--- Exercise instructions ---
#1 In the article on quantifying detection coverage, which of the three technique categories are the described approaches meant for?
#2 Please write the next few paragraphs of the article on quantifying detection coverage, picking up right after its final sentence.

--- Supplied text ---
______

Quantifying Detection Coverage with Validation

Series: Measuring the effectiveness of a detection engineering program

Gary Katz
10 min readJul 11, 2023

This blog series is based upon excerpts from a book I am writing with Megan Roddie and Jason Deyalsingh.

In our first blog in the series we broke down techniques we are creating detections for into three categories, low impact, medium to high impact and high impact choke points. The approaches described in this article are designed to be implemented for last of these, i.e. those which the detection engineer has investigated all the known approaches the adversary can take to implement a technique and determined how to detect them.

The purpose of validation is to prove that your detections will identify the adversary. It is not to prove how well you can detect the validation tool. The topic gets a little meta, so apologies in advance. We’re going to attempt to keep it grounded and focused on how we can practically define and understand the detection coverage for a technique to make sure your validations are providing metrics that accurately quantify the expected performance of your detections.

______

--- Stored data ---
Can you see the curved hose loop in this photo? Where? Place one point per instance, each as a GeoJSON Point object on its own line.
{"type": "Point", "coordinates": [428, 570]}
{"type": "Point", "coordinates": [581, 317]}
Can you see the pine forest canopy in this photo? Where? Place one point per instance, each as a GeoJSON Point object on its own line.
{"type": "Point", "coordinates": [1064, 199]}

______

--- Final answers ---
#1 High impact choke points.

#2
To start we need to talk about the durability of a detection, which identifies how long we expect a detection to be effective. If a detection is identifying an indicator on the lower echelons of the pyramid of pain, or anywhere there is an almost infinite number of variations that the adversary can change to execute the attack, the durability is limited to the ops-tempo of the adversary changing that part of the attack. As an example, if your detection is limited to an IP address or domain, there is almost unlimited variation to the IPs or domains used by the adversary. The durability is thereby associated with the how often the adversary changes this infrastructure. Similarly, if we look at the open-source tool Remcom , which can be used by an attacker to execute programs on remote systems, we notice that the tool creates the log file, ‘RemComSvc_Logs.log’. This may seem like a good indicator. It is fairly unique in name and is a constant artifact of the tool. Unfortunately, since the file is created by an open-source tool, any adversary can easily change the filename (or not produce a log file entirely). The durability of the detection is limited only by the laziness of the adversary. Our goal therefore is to create detections that are based upon a set of features (indicators) that have a definable set of variation and that our detection encompasses that definition.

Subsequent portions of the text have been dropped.